EXERCISE: Copy every one of the lines below word for word, without changing anything.

+++ SUPPLIED RECORDS

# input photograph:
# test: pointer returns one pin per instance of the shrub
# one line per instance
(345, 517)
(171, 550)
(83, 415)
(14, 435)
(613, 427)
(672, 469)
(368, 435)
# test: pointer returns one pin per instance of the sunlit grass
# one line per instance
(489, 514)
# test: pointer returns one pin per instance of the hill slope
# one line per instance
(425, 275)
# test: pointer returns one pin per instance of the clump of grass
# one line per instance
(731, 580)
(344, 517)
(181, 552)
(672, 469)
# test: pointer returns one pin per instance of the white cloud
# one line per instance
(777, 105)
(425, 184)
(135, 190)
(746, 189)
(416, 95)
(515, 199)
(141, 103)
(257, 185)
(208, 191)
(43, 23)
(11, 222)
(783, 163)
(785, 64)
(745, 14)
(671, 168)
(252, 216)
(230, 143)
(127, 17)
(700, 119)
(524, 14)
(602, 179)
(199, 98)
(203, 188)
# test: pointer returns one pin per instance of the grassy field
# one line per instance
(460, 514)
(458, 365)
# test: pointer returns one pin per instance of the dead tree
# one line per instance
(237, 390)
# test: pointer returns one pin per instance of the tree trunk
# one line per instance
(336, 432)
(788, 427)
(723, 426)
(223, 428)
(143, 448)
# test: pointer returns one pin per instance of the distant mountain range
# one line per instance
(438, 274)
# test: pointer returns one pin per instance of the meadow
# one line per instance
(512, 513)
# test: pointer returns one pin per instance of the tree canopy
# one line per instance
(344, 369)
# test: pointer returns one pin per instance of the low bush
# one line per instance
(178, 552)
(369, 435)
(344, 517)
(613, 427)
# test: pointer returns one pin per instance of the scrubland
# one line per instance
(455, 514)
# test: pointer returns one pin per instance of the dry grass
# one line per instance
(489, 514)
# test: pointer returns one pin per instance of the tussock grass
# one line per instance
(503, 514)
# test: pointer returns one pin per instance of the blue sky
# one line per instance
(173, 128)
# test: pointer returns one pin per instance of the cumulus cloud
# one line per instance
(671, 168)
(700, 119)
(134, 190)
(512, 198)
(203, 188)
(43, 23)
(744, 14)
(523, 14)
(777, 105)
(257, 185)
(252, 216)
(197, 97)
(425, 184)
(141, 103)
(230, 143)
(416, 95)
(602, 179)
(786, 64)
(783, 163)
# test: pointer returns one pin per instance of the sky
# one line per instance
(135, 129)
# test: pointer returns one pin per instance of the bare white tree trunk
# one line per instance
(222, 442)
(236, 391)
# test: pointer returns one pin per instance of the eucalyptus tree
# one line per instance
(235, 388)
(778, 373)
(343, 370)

++++++

WRITTEN SOLUTION:
# input photograph:
# test: pointer returns one pin per instance of the shrub
# one line per instance
(345, 517)
(171, 550)
(83, 415)
(14, 435)
(613, 427)
(672, 469)
(368, 435)
# test: pointer returns one pin per instance of the sunlit grass
# one line per instance
(489, 514)
# test: pointer returns one pin per instance of the hill slope
# one line per instance
(425, 275)
# test: pointer returns one pin per instance of the clump of grass
# one line per instance
(731, 580)
(344, 517)
(181, 552)
(672, 469)
# test: pointer returns one pin per instance of the white cloud
# one line per instance
(777, 105)
(425, 184)
(135, 190)
(746, 189)
(416, 95)
(515, 199)
(141, 103)
(257, 185)
(208, 191)
(43, 23)
(11, 222)
(783, 163)
(785, 64)
(745, 14)
(671, 168)
(252, 216)
(230, 143)
(127, 17)
(700, 119)
(524, 14)
(602, 179)
(199, 98)
(203, 188)
# test: pointer returns one pin per instance of the grassy field
# one line per instance
(460, 514)
(458, 365)
# test: pointer returns one pin per instance of the dead tree
# one line per instance
(237, 390)
# test: pointer returns one pin per instance of the tree trunk
# one line per instance
(336, 432)
(788, 427)
(723, 426)
(223, 428)
(143, 448)
# test: pointer returns one pin per instance of the distant mountain range
# one line per instance
(438, 274)
# test: pointer returns one pin per instance of the meadow
# one line per instance
(512, 513)
# test: pointer returns one pin per instance of the tree canopy
# one line per instance
(344, 369)
# test: pointer returns one pin per instance of the low bush
# one line per instance
(178, 552)
(369, 435)
(344, 517)
(613, 427)
# test: pointer returns one pin per instance of the scrubland
# one line per instance
(455, 514)
# test: pointer returns one pin per instance of the dry grass
# one line per instance
(489, 514)
# test: pointer returns one pin per instance of the tussock grass
# one line per instance
(503, 514)
# test: pointer returns one pin per instance of the blue sky
# one line per instance
(173, 128)
# test: pointer returns one pin per instance of the cumulus cloud
# one line per instance
(671, 168)
(700, 119)
(134, 190)
(512, 198)
(203, 188)
(43, 23)
(744, 14)
(523, 14)
(777, 105)
(257, 185)
(252, 216)
(197, 97)
(425, 184)
(141, 103)
(230, 143)
(416, 95)
(602, 179)
(786, 64)
(783, 163)
# test: pointer returns one pin per instance of the sky
# one line per instance
(135, 129)
# test: pointer returns one pin per instance of the bare white tree trunk
# one line per instance
(222, 442)
(236, 391)
# test: pointer returns one pin per instance of the eucalyptus tree
# one line per instance
(235, 388)
(778, 373)
(343, 370)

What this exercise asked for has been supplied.